# ollef/Earley

Fetching contributors…
Cannot retrieve contributors at this time
581 lines (473 sloc) 21 KB

% Earley's internals % Olle Fredriksson % Late 2015

This is an attempt to document the internals of the Earley library. The writing of this document was spurred both by a request to provide this documentation to help contributors and by some recent discussion regarding the readability of the implementation.

# Background

Let's start by having a look at how parser combinator libraries usually work. I'm aware that this doesn't give the full picture in terms of available libraries for parsing --- it ignores e.g. parser generators --- but I believe this way actually gives the best intuition for how the Earley library works. On the surface I think that the Earley library is more similar to combinator libraries than to parser generators because of the (Applicative, embedded in a powerful host language) interface that it provides. However, the functionality that it provides may more accurately be compared to parser generator libraries.

» **Recorded information**
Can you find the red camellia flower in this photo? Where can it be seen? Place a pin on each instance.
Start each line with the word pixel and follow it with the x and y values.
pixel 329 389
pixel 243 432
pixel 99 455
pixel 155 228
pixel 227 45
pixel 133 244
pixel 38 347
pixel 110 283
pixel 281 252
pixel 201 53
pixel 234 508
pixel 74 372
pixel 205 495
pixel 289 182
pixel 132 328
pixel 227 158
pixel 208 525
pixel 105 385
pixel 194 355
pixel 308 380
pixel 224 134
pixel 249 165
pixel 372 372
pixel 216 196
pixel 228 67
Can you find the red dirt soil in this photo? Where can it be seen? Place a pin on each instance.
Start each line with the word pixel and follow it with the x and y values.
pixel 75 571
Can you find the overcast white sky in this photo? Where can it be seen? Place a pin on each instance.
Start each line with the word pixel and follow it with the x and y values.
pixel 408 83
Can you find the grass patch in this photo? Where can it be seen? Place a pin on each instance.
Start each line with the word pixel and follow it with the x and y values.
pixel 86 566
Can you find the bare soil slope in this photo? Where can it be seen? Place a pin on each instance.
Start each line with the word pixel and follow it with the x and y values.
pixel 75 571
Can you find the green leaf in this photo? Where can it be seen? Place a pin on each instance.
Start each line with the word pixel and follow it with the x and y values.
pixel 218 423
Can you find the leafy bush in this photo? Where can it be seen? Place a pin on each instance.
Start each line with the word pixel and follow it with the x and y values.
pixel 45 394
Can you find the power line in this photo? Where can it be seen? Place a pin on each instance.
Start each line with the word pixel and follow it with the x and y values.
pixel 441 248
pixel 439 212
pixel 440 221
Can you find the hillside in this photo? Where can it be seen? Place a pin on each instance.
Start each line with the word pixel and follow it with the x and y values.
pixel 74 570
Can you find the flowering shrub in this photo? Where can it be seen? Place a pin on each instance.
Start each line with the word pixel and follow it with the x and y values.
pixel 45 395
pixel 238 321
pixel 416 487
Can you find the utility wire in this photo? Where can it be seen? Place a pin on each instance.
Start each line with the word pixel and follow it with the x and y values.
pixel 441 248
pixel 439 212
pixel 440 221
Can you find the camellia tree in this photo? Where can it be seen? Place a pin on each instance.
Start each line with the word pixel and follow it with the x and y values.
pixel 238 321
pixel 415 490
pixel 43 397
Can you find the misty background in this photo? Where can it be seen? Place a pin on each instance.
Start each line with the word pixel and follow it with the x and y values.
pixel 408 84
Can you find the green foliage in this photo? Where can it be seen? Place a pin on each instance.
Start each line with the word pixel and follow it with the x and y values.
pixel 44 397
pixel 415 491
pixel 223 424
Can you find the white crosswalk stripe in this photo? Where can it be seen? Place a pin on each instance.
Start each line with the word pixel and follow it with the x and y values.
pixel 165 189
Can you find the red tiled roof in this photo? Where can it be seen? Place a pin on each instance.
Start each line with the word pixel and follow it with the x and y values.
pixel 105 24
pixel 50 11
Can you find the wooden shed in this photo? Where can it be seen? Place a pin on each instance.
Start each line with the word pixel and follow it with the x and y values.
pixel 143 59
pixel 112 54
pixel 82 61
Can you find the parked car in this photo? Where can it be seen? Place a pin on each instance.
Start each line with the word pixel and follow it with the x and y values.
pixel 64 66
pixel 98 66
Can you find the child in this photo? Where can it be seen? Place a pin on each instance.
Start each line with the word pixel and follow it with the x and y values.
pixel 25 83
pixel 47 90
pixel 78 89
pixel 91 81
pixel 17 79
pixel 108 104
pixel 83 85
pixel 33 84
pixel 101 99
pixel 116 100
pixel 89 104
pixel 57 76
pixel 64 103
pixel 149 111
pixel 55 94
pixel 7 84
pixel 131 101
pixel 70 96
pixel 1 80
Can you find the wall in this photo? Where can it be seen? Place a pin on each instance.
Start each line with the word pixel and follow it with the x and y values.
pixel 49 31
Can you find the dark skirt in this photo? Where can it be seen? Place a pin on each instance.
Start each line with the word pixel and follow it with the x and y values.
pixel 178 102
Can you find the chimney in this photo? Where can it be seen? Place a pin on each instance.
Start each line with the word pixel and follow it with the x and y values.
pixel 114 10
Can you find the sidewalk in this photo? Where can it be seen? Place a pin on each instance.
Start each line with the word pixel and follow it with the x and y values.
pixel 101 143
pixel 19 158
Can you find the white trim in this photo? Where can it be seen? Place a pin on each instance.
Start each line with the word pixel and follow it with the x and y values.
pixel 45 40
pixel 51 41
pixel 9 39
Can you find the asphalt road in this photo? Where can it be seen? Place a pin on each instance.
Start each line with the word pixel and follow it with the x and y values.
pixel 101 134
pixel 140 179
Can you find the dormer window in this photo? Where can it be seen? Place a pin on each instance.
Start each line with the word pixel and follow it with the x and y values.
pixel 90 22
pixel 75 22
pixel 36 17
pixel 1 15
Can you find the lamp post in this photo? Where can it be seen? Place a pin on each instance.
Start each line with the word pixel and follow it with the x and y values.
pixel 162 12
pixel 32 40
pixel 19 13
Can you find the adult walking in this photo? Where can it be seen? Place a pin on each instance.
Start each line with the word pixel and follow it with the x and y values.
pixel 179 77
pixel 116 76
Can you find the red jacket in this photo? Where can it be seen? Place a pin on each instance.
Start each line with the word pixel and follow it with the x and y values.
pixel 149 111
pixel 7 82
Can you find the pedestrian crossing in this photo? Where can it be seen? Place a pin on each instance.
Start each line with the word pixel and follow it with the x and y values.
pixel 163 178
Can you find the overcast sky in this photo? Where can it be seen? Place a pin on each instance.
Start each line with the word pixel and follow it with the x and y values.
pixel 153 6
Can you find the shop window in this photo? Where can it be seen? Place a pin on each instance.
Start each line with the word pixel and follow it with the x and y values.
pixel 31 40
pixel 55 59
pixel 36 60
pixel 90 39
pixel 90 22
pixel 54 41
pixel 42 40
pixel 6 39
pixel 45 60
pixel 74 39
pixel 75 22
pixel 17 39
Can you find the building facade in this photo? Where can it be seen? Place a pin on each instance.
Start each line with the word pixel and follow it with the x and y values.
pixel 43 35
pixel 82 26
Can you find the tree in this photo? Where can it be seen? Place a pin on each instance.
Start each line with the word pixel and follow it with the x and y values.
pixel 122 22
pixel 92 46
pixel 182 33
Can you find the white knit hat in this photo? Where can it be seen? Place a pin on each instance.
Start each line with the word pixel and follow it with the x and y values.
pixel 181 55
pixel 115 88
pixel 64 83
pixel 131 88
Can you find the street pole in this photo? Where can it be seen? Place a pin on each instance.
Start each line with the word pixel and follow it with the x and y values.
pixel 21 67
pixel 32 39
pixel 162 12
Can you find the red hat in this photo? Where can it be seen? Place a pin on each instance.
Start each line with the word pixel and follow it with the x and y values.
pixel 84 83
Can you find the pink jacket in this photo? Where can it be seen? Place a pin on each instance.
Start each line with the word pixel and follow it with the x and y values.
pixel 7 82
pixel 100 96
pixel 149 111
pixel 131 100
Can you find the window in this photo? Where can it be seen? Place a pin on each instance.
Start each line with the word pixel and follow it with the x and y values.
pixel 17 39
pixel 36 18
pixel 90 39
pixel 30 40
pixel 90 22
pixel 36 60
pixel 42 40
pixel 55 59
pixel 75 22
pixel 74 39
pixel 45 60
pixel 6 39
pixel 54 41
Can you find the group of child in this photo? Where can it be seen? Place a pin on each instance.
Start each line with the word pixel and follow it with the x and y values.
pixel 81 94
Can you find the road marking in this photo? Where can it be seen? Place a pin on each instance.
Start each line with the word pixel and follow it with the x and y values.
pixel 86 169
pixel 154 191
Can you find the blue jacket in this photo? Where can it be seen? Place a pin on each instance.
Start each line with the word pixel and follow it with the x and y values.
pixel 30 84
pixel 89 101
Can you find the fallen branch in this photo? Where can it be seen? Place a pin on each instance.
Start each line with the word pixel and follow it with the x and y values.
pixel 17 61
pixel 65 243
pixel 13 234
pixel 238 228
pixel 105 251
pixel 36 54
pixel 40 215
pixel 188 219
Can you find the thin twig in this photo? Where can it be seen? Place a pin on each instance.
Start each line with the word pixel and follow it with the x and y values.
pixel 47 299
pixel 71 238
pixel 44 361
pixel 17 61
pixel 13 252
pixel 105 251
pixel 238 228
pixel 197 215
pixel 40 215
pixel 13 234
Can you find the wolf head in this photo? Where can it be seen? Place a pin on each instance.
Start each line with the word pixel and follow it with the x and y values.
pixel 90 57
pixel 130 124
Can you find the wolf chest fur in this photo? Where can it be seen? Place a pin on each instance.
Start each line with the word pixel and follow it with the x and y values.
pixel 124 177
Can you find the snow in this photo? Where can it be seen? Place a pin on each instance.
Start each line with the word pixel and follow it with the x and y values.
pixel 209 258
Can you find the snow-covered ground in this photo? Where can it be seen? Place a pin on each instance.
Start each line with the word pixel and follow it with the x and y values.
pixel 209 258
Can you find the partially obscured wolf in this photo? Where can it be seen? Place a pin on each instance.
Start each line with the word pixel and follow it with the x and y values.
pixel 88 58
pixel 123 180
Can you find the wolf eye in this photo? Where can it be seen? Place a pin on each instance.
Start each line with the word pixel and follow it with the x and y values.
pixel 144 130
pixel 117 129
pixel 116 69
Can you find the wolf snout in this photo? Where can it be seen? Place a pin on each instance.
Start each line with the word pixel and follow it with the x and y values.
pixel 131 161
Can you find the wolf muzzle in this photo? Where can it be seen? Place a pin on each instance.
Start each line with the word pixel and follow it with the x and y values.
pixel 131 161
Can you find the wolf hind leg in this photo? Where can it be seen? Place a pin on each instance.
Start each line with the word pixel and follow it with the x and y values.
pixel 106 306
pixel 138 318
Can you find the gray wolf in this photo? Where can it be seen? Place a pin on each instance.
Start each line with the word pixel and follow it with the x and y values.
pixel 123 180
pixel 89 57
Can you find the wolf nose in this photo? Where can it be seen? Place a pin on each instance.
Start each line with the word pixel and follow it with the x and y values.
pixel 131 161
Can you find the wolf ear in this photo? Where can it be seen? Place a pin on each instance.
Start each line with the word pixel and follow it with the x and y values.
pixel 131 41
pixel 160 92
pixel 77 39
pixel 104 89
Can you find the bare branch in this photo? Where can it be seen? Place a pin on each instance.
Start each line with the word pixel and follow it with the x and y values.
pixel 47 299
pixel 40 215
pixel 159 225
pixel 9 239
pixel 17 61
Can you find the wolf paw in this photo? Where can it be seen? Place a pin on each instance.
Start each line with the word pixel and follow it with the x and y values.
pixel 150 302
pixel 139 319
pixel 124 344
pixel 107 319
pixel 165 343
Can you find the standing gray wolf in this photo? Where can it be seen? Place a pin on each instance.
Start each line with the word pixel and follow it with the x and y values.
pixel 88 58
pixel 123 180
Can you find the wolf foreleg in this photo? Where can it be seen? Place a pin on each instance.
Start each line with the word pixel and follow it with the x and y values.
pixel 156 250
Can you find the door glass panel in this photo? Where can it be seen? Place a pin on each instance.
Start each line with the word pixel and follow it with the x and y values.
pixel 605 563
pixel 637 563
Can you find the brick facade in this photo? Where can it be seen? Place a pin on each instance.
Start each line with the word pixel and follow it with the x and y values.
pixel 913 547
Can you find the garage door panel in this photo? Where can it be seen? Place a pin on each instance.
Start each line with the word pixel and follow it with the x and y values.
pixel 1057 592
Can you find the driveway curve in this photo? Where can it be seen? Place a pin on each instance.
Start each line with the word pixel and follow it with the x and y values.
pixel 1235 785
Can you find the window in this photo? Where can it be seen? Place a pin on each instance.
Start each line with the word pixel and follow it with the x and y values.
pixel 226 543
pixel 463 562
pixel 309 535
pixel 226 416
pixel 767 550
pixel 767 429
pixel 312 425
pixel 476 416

» **Challenges**
- a) According to the document on the Earley library's internals, what does the library resemble more closely on the surface, and why?
- b) Continue the document on the Earley library's internals from its final sentence.

» **Final answers**
- a) It resembles combinator libraries more than parser generators, because of its Applicative interface embedded in a powerful host language.

- b)
## Parser combinators

I know of three ways that parser combinator libraries handle alternatives:

• Greedy, or LL(1): Commit to an alternative the instant it has consumed a symbol. Always start with the leftmost alternative. This is classical recursive descent.
• Backtracking: Go back and try the other alternatives if an alternative fails (i.e. depth-first).
• Parallel: Try all alternatives in parallel (i.e. breadth-first)

Some examples of libraries in these categories are

• Parsec, which is greedy by default, but backtracks from wherever the `try` combinator is used,
• Attoparsec, which is backtracking, and
• Parsek (a.k.a. parallel parsing processes), which is parallel.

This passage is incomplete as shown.